Farming and the agricultural sector is going through a positive period. In the current year, prices for most farm produce are running ahead of 2010 levels, with milk, cattle and sheep prices all up on a year ago. Grain growers have also enjoyed a good harvest, with the exception of those in some north westerly counties where weather has had a major impact on harvesting. The prices for some inputs such as fuel and fertilizer are also up this year.
Speaking at the launch of the Teagasc Annual Report 2010 in Dublin recently,
Teagasc chairman Dr Noel Cawley said: ”Ambitious targets to increase the output and value from the agriculture and food sectors have been identified in the Food Harvest 2020 report and Teagasc, through its research, education and advisory activities are working with farmers and those in the industry to achieve those challenging targets.”
Teagasc Director, Professor Gerry Boyle said: ”With the abolition of milk quotas approaching there will be opportunities emerging for young Irish farmers to expand and enter milk production. Low cost grass based milk production systems provide Irish farmers with a comparative advantage that could be exploited in a quota free environment. However in the run up to their abolition, dairy farmers must carefully match their production to their quota to avoid possible super levy fines.”
Demand for Teagasc run agriculture and horticulture courses continue to grow. In the 2010/11 academic year there were 1,673 new enrolments onto Teagasc run courses bringing the total number of students to 3,256.

• **Supplied material**:
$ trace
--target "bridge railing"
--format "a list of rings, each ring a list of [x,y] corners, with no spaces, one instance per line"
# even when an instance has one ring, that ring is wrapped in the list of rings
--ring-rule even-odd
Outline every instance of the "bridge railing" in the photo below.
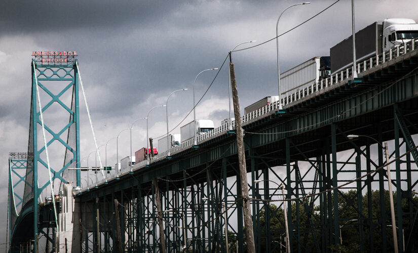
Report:
[[[416,38],[401,45],[397,46],[382,54],[365,59],[361,62],[357,63],[357,66],[356,66],[357,73],[361,74],[362,72],[375,67],[376,66],[404,55],[410,52],[416,50],[417,47],[418,38]],[[329,77],[322,79],[317,82],[313,83],[308,88],[297,91],[292,94],[282,98],[281,99],[282,105],[283,108],[285,109],[286,107],[297,104],[300,102],[301,99],[303,99],[305,97],[318,95],[322,93],[328,91],[330,89],[332,89],[330,87],[336,87],[338,86],[338,83],[340,83],[343,81],[348,79],[351,78],[352,75],[353,68],[351,67],[340,72],[336,73]],[[272,103],[261,108],[243,115],[241,119],[242,125],[245,125],[270,115],[272,112],[276,111],[279,109],[279,101]],[[232,128],[234,129],[235,127],[235,120],[233,120]],[[229,129],[229,122],[226,122],[226,123],[223,124],[220,126],[215,128],[212,131],[198,136],[197,140],[198,145],[225,134]],[[193,145],[194,141],[193,139],[183,142],[179,145],[171,148],[170,149],[171,154],[175,154],[187,149],[191,148]],[[162,152],[155,157],[150,159],[150,162],[152,163],[156,161],[165,159],[167,155],[168,152],[167,151]],[[133,166],[132,170],[137,170],[146,167],[147,165],[147,162],[146,160],[142,161]],[[123,171],[120,172],[119,175],[124,175],[129,173],[130,171],[130,168],[126,168]],[[113,178],[107,179],[107,180],[112,179],[112,178],[114,178],[116,176],[113,175]],[[103,183],[105,181],[105,179],[103,179],[100,180],[99,182],[98,182],[98,184]]]

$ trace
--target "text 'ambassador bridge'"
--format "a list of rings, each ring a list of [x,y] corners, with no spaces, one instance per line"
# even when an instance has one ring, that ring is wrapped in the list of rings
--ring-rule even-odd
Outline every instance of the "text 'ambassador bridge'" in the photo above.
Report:
[[[8,248],[243,252],[252,239],[256,252],[416,250],[417,46],[109,174],[99,155],[80,166],[77,54],[34,52],[27,151],[9,161]]]

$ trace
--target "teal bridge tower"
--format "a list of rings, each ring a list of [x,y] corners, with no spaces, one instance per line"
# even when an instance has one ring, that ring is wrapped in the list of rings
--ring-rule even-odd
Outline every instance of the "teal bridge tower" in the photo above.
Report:
[[[80,171],[67,170],[80,161],[76,58],[71,51],[32,53],[27,151],[11,153],[9,160],[10,252],[35,252],[43,240],[55,251],[54,195],[62,184],[80,185]],[[47,217],[41,202],[50,207]]]

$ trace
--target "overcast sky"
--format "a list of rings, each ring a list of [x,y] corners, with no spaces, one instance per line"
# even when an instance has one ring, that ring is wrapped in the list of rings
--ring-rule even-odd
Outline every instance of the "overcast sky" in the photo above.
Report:
[[[279,31],[293,27],[334,2],[314,0],[310,5],[289,9],[281,17]],[[135,119],[146,117],[153,106],[165,104],[171,92],[188,89],[170,99],[170,129],[174,128],[193,107],[196,75],[206,69],[220,68],[227,52],[239,43],[256,40],[253,46],[275,37],[279,15],[297,3],[47,0],[3,3],[0,8],[0,170],[4,176],[0,178],[0,211],[4,215],[0,227],[5,229],[0,230],[0,241],[6,238],[8,153],[27,151],[33,51],[77,52],[98,144],[101,145],[129,128]],[[315,56],[329,55],[330,47],[349,36],[351,3],[340,0],[281,37],[281,70]],[[362,0],[355,5],[357,30],[388,18],[418,20],[416,0]],[[253,102],[277,95],[276,52],[274,40],[233,54],[242,112]],[[219,71],[197,109],[198,118],[212,119],[215,126],[229,114],[227,73],[226,67]],[[215,74],[208,71],[199,76],[197,99]],[[44,98],[45,104],[48,101]],[[81,155],[85,157],[94,146],[85,107],[82,106],[81,111]],[[53,125],[54,119],[60,118],[60,110],[53,108],[50,113]],[[68,120],[66,115],[64,117]],[[165,110],[155,109],[149,120],[149,137],[156,139],[166,131]],[[189,116],[181,124],[192,120]],[[146,145],[145,121],[137,121],[134,128],[133,145],[136,150]],[[179,133],[179,128],[174,133]],[[129,153],[129,131],[121,136],[120,159]],[[107,147],[109,165],[116,162],[115,142]],[[90,158],[90,162],[93,160]]]

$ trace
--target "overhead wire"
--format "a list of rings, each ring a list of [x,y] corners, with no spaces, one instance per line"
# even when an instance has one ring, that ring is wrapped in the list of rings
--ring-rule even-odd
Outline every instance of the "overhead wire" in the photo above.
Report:
[[[289,30],[288,30],[287,31],[285,31],[285,32],[283,32],[283,33],[281,33],[280,34],[279,34],[278,36],[276,36],[276,37],[274,37],[274,38],[271,38],[270,39],[269,39],[268,40],[266,40],[266,41],[264,41],[264,42],[262,42],[262,43],[260,43],[259,44],[257,44],[256,45],[254,45],[254,46],[252,46],[252,47],[247,47],[247,48],[243,48],[243,49],[237,49],[237,50],[234,50],[234,51],[231,51],[231,52],[238,52],[238,51],[243,51],[243,50],[248,50],[248,49],[252,49],[252,48],[255,48],[255,47],[258,47],[258,46],[261,46],[262,45],[265,44],[266,43],[269,43],[269,42],[270,42],[270,41],[272,41],[272,40],[274,40],[274,39],[276,39],[276,38],[278,38],[279,37],[280,37],[281,36],[283,36],[283,35],[284,35],[284,34],[285,34],[287,33],[288,32],[290,32],[290,31],[292,31],[292,30],[294,30],[295,29],[296,29],[296,28],[297,28],[297,27],[298,27],[300,26],[301,25],[303,25],[303,24],[305,24],[305,23],[306,23],[308,22],[308,21],[310,21],[310,20],[312,20],[312,19],[313,19],[313,18],[314,18],[316,17],[317,16],[319,16],[320,14],[322,14],[323,12],[325,12],[325,11],[326,11],[326,10],[328,10],[328,9],[330,8],[331,8],[332,6],[333,6],[334,5],[335,5],[335,4],[336,4],[337,3],[339,2],[340,1],[340,0],[337,0],[336,1],[335,1],[335,2],[334,2],[333,3],[332,3],[331,5],[329,6],[328,7],[326,8],[325,9],[324,9],[322,10],[322,11],[321,11],[320,12],[318,12],[318,13],[317,13],[317,14],[315,14],[315,15],[314,15],[314,16],[313,16],[312,17],[311,17],[311,18],[309,18],[309,19],[307,19],[306,20],[305,20],[305,21],[302,22],[302,23],[300,23],[300,24],[299,24],[298,25],[296,25],[296,26],[295,26],[295,27],[294,27],[292,28],[291,29],[289,29]]]
[[[313,126],[320,125],[321,124],[323,124],[324,123],[326,123],[326,122],[328,122],[328,121],[332,121],[332,120],[334,120],[336,118],[338,118],[341,117],[341,116],[343,116],[343,115],[345,115],[345,114],[346,114],[347,112],[348,112],[350,111],[352,111],[353,110],[354,110],[355,109],[357,108],[359,106],[361,106],[362,105],[367,103],[368,101],[370,101],[370,100],[375,98],[378,95],[381,94],[382,93],[383,93],[385,91],[386,91],[387,90],[391,88],[392,87],[393,87],[394,85],[395,85],[398,82],[399,82],[400,81],[401,81],[401,80],[402,80],[404,79],[406,79],[406,78],[411,76],[412,73],[414,72],[417,69],[418,69],[418,67],[417,67],[415,68],[414,69],[412,69],[411,71],[410,71],[407,74],[406,74],[405,75],[403,76],[401,78],[399,78],[397,79],[396,80],[395,80],[394,81],[393,81],[392,82],[389,82],[389,84],[388,85],[388,86],[385,87],[382,91],[381,91],[377,92],[377,93],[376,93],[375,94],[373,95],[373,96],[372,96],[370,98],[365,100],[364,101],[362,101],[360,103],[359,103],[354,105],[352,107],[351,107],[350,108],[349,108],[349,109],[348,109],[347,110],[346,110],[345,111],[341,111],[339,113],[339,114],[338,114],[338,115],[335,115],[333,117],[331,117],[329,118],[324,119],[322,121],[317,122],[316,123],[312,124],[309,125],[307,125],[307,126],[303,126],[302,128],[298,128],[298,129],[292,129],[291,130],[288,130],[288,131],[283,131],[283,132],[274,132],[274,133],[255,133],[255,132],[246,132],[246,131],[245,133],[246,134],[252,134],[252,135],[277,135],[277,134],[288,134],[288,133],[293,133],[293,132],[294,132],[295,131],[303,130],[304,129],[309,129],[309,128],[312,128]]]

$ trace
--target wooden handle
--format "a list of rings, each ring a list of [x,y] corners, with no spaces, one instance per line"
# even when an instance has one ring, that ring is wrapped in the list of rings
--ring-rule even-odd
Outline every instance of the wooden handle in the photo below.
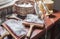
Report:
[[[31,36],[31,32],[32,32],[32,29],[33,29],[34,25],[30,25],[30,29],[27,33],[27,37],[30,37]]]

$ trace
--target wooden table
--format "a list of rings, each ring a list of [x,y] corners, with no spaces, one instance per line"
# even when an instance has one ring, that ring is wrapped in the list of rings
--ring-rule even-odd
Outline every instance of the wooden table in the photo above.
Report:
[[[53,25],[55,24],[56,21],[58,21],[60,19],[60,12],[57,13],[53,13],[54,17],[53,18],[45,18],[45,28],[44,29],[34,29],[31,35],[30,39],[38,39],[39,37],[41,37],[43,34],[45,34],[46,29],[50,30]],[[4,27],[6,25],[3,25]],[[6,27],[5,27],[6,28]],[[7,29],[7,28],[6,28]],[[8,29],[7,29],[8,30]],[[28,32],[29,28],[27,28],[27,32]],[[10,31],[10,30],[8,30]],[[18,39],[16,36],[14,36],[14,34],[10,31],[10,34],[15,37],[15,39]]]

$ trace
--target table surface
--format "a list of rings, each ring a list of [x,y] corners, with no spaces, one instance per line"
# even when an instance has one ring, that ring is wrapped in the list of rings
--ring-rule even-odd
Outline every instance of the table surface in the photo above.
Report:
[[[32,35],[31,35],[31,39],[37,39],[38,37],[42,36],[44,34],[44,32],[46,31],[46,29],[47,30],[51,29],[52,28],[51,25],[55,24],[55,22],[58,21],[59,19],[60,19],[60,12],[53,13],[52,18],[45,18],[45,28],[44,29],[38,29],[38,28],[34,29],[32,32]],[[8,28],[7,28],[7,30],[10,31]],[[28,31],[29,31],[29,28],[27,28],[27,32]],[[11,33],[11,34],[13,34],[13,33]],[[12,36],[14,36],[14,35],[12,35]]]
[[[52,18],[45,18],[45,26],[49,30],[56,21],[60,19],[60,12],[53,13],[55,17]],[[34,29],[31,39],[34,39],[36,37],[40,37],[46,29]]]

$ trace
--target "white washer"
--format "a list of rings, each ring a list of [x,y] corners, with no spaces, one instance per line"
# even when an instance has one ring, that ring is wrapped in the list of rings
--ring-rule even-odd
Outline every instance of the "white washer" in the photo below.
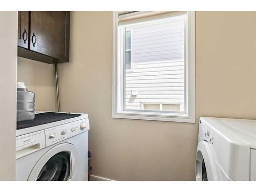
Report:
[[[197,181],[256,180],[256,120],[200,118]]]
[[[81,115],[17,130],[16,180],[88,180],[90,125]]]

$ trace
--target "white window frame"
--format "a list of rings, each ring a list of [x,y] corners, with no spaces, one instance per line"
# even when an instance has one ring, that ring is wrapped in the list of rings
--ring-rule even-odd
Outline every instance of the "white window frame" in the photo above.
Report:
[[[185,97],[186,103],[185,113],[161,113],[150,111],[123,110],[123,58],[118,50],[118,42],[123,41],[117,39],[118,29],[118,11],[112,14],[113,54],[112,54],[112,118],[173,121],[187,123],[196,122],[195,101],[195,12],[187,12],[187,28],[185,36],[186,53],[185,74],[184,78]],[[119,60],[118,60],[119,59]]]

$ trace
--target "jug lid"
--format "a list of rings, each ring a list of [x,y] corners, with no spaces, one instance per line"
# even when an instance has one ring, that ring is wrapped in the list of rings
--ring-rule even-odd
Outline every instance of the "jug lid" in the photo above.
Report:
[[[17,83],[17,89],[26,89],[25,83],[23,82],[18,82]]]

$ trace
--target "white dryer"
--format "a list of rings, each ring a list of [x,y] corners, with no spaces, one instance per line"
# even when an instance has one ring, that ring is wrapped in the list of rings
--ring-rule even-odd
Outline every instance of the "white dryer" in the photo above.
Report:
[[[57,113],[45,113],[40,118],[36,114],[35,121],[49,121],[50,115],[51,122],[16,131],[16,180],[87,180],[88,115],[70,117],[68,113],[68,118],[56,121]]]
[[[201,117],[197,181],[256,180],[256,120]]]

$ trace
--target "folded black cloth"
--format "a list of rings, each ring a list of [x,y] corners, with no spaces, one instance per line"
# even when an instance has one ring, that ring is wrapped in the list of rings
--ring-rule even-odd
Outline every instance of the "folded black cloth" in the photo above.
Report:
[[[35,118],[33,120],[17,122],[17,130],[70,119],[80,116],[81,116],[81,114],[69,113],[46,112],[38,113],[35,115]]]

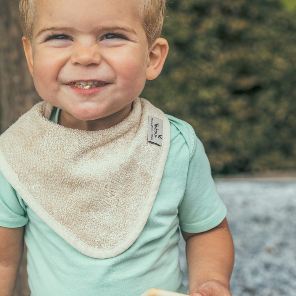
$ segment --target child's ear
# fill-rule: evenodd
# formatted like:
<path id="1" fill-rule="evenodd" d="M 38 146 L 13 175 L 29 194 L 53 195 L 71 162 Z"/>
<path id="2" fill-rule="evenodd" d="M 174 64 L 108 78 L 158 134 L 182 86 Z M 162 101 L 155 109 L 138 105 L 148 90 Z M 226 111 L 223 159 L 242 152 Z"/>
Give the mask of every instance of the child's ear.
<path id="1" fill-rule="evenodd" d="M 168 41 L 163 38 L 158 38 L 154 41 L 147 59 L 147 79 L 151 80 L 159 75 L 168 52 Z"/>
<path id="2" fill-rule="evenodd" d="M 33 56 L 32 54 L 32 47 L 31 42 L 28 40 L 25 36 L 23 36 L 22 38 L 22 44 L 24 46 L 24 50 L 25 54 L 26 55 L 27 62 L 28 63 L 28 66 L 31 75 L 33 76 Z"/>

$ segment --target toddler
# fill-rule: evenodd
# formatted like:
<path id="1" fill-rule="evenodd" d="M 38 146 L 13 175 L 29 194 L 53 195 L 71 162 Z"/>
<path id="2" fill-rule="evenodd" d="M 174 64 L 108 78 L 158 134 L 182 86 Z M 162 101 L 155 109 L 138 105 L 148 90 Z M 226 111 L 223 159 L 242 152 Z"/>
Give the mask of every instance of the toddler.
<path id="1" fill-rule="evenodd" d="M 24 238 L 32 296 L 186 293 L 179 225 L 190 295 L 231 295 L 233 244 L 202 145 L 138 97 L 168 53 L 165 5 L 21 0 L 44 100 L 0 137 L 0 296 Z"/>

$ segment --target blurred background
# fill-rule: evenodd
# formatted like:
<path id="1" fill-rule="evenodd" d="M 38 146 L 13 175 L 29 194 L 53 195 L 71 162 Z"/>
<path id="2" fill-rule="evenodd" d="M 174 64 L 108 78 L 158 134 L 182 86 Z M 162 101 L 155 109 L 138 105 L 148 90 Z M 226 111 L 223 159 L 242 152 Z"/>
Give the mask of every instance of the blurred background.
<path id="1" fill-rule="evenodd" d="M 18 1 L 0 5 L 2 132 L 41 99 L 23 52 Z M 234 295 L 295 296 L 296 0 L 168 7 L 168 55 L 141 96 L 189 123 L 205 146 L 234 236 Z M 29 295 L 25 270 L 25 258 L 15 296 Z"/>

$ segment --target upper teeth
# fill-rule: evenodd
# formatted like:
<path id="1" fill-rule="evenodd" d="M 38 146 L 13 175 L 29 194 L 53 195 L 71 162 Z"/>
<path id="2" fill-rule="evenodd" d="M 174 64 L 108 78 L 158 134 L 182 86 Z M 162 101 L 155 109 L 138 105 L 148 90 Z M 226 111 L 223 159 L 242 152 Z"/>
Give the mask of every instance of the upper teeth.
<path id="1" fill-rule="evenodd" d="M 70 84 L 74 85 L 77 87 L 81 89 L 90 89 L 91 87 L 96 87 L 97 86 L 100 86 L 105 84 L 105 82 L 101 81 L 93 81 L 92 80 L 89 80 L 88 81 L 76 81 L 74 82 L 71 82 Z"/>

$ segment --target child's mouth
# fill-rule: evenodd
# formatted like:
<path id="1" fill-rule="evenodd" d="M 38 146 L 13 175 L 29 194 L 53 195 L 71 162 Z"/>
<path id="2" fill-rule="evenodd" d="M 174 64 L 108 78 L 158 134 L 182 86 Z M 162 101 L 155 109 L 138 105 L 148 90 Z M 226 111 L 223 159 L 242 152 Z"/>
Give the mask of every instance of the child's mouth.
<path id="1" fill-rule="evenodd" d="M 89 89 L 94 88 L 98 86 L 101 86 L 106 84 L 105 82 L 101 81 L 94 81 L 89 80 L 88 81 L 75 81 L 71 82 L 70 85 L 73 85 L 80 89 Z"/>

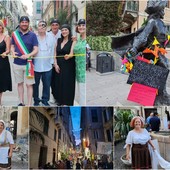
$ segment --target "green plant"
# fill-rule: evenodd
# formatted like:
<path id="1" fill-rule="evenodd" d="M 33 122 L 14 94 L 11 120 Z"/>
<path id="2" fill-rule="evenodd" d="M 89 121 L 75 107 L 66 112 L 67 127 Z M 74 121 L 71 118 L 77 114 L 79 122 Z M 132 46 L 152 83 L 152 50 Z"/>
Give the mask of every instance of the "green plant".
<path id="1" fill-rule="evenodd" d="M 128 132 L 131 130 L 130 121 L 134 117 L 130 109 L 118 109 L 115 114 L 114 132 L 119 132 L 123 139 L 126 138 Z"/>
<path id="2" fill-rule="evenodd" d="M 112 52 L 110 36 L 88 36 L 87 43 L 92 50 Z"/>

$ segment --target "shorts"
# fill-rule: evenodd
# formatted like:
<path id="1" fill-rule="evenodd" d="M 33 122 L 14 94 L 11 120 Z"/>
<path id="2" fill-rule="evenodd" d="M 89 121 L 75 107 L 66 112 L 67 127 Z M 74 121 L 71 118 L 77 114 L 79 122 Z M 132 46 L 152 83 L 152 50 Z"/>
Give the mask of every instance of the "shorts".
<path id="1" fill-rule="evenodd" d="M 35 83 L 34 78 L 27 78 L 26 76 L 26 65 L 17 65 L 13 63 L 13 72 L 16 83 L 25 82 L 28 85 L 32 85 Z"/>

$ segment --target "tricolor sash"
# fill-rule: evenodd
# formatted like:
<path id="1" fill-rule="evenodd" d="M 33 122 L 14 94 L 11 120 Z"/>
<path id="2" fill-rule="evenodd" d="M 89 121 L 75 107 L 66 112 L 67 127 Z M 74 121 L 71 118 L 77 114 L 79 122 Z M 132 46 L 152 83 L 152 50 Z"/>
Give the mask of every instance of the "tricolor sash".
<path id="1" fill-rule="evenodd" d="M 25 46 L 23 40 L 21 39 L 21 36 L 18 32 L 18 30 L 14 31 L 12 33 L 12 37 L 15 41 L 15 44 L 17 45 L 19 51 L 22 55 L 29 54 L 29 51 L 27 47 Z M 31 57 L 27 59 L 27 65 L 26 65 L 26 76 L 27 78 L 33 78 L 34 77 L 34 65 L 32 63 Z"/>

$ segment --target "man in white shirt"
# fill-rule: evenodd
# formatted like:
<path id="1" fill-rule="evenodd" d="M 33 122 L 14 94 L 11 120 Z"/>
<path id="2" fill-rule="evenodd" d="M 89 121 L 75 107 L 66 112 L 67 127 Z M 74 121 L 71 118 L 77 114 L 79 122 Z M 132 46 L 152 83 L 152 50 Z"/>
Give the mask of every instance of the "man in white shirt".
<path id="1" fill-rule="evenodd" d="M 34 60 L 35 84 L 33 86 L 34 106 L 39 106 L 40 101 L 44 106 L 49 106 L 50 84 L 52 67 L 54 63 L 55 42 L 51 34 L 46 32 L 47 23 L 40 21 L 38 23 L 38 44 L 39 50 Z M 39 98 L 39 83 L 42 80 L 43 91 L 42 98 Z"/>
<path id="2" fill-rule="evenodd" d="M 59 29 L 60 27 L 60 22 L 57 20 L 57 19 L 53 19 L 51 21 L 51 31 L 49 32 L 49 34 L 51 34 L 54 38 L 54 41 L 55 41 L 55 45 L 57 44 L 57 41 L 58 41 L 58 38 L 61 38 L 61 30 Z M 52 70 L 52 78 L 51 78 L 51 93 L 53 94 L 53 87 L 55 87 L 54 85 L 54 81 L 53 79 L 55 78 L 53 75 L 53 73 L 55 73 L 55 68 L 53 67 L 53 70 Z M 52 104 L 55 104 L 56 103 L 56 99 L 53 97 L 50 102 Z"/>
<path id="3" fill-rule="evenodd" d="M 57 44 L 58 38 L 61 38 L 60 22 L 57 19 L 53 19 L 50 22 L 51 31 L 49 32 L 55 39 L 55 44 Z"/>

• **Problem description**: From the farming passage, copy word for word the part starting with "Teagasc Director, Professor" and going on through "students to 3,256.". The rows are separate material, apart from the farming passage.

• **Written solution**:
Teagasc Director, Professor Gerry Boyle said: ”With the abolition of milk quotas approaching there will be opportunities emerging for young Irish farmers to expand and enter milk production. Low cost grass based milk production systems provide Irish farmers with a comparative advantage that could be exploited in a quota free environment. However in the run up to their abolition, dairy farmers must carefully match their production to their quota to avoid possible super levy fines.”
Demand for Teagasc run agriculture and horticulture courses continue to grow. In the 2010/11 academic year there were 1,673 new enrolments onto Teagasc run courses bringing the total number of students to 3,256.